— Start —

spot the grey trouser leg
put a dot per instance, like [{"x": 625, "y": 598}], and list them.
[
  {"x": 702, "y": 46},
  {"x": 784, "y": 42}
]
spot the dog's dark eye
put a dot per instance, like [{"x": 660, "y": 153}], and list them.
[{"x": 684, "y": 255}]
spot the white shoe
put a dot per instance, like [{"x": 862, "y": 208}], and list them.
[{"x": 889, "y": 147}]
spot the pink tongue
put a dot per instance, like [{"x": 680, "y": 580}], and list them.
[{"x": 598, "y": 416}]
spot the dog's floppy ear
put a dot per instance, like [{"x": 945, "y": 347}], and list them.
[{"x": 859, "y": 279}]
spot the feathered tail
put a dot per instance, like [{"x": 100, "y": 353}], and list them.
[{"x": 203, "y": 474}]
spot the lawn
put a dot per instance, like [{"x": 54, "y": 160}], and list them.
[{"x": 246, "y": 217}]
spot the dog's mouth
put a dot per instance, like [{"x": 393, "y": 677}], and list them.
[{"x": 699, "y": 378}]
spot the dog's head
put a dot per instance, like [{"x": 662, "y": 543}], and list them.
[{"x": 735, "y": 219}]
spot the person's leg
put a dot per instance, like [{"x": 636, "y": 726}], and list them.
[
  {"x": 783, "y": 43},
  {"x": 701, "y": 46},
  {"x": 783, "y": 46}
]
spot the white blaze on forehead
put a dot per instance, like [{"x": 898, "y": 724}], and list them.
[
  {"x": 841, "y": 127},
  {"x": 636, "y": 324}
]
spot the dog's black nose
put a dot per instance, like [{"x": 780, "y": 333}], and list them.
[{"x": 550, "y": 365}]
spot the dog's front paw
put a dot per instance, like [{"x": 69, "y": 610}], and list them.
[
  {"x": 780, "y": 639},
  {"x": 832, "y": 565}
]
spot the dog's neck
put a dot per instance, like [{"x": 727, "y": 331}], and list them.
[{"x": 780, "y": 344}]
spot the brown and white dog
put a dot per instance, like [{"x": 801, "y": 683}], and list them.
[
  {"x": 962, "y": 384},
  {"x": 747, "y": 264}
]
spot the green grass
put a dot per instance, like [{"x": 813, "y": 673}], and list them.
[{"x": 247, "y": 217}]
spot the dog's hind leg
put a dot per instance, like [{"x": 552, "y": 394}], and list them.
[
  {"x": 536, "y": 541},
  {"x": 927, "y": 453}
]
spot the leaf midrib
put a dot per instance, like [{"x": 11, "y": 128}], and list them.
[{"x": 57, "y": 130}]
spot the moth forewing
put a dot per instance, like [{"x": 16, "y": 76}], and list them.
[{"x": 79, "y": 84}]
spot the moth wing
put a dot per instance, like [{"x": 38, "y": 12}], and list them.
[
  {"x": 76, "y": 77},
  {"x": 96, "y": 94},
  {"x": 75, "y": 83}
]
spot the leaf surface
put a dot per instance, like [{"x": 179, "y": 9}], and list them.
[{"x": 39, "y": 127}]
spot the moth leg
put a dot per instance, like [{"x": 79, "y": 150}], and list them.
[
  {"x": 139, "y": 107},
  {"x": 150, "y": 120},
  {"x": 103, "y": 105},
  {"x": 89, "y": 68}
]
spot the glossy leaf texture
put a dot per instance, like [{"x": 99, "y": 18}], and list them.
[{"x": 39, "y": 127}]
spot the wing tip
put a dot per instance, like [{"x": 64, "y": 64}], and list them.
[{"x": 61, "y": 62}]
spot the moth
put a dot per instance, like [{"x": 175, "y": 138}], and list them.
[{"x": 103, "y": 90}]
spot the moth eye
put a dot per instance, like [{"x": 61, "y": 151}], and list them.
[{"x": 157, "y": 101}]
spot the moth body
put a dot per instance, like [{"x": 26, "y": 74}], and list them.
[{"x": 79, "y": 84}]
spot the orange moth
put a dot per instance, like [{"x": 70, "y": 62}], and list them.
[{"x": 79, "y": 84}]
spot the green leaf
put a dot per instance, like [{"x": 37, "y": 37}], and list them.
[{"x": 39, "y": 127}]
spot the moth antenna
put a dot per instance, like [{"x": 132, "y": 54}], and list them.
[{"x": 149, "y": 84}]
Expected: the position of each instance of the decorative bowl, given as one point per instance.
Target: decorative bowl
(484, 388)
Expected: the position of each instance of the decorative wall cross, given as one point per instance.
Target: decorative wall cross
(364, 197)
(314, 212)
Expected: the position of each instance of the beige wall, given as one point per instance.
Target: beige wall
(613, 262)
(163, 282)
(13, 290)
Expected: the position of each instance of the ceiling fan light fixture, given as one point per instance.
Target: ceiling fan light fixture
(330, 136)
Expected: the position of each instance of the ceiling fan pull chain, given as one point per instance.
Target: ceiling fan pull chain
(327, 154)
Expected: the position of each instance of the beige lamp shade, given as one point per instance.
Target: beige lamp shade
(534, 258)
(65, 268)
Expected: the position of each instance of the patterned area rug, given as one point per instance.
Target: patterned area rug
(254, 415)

— End —

Rewrite the entries starting with the line containing "Expected: the position of each instance of the beige lamp" and going on through the final line of the entries, keeping every line, requests included. Shift the point coordinates in the answers by adding -136 to each number.

Expected: the position of each instance of the beige lamp shade, given as one point per instance.
Target: beige lamp shade
(398, 122)
(-71, 132)
Expected: the position of each instance of the patterned area rug, given as one point per instance.
Target: patterned area rug
(118, 279)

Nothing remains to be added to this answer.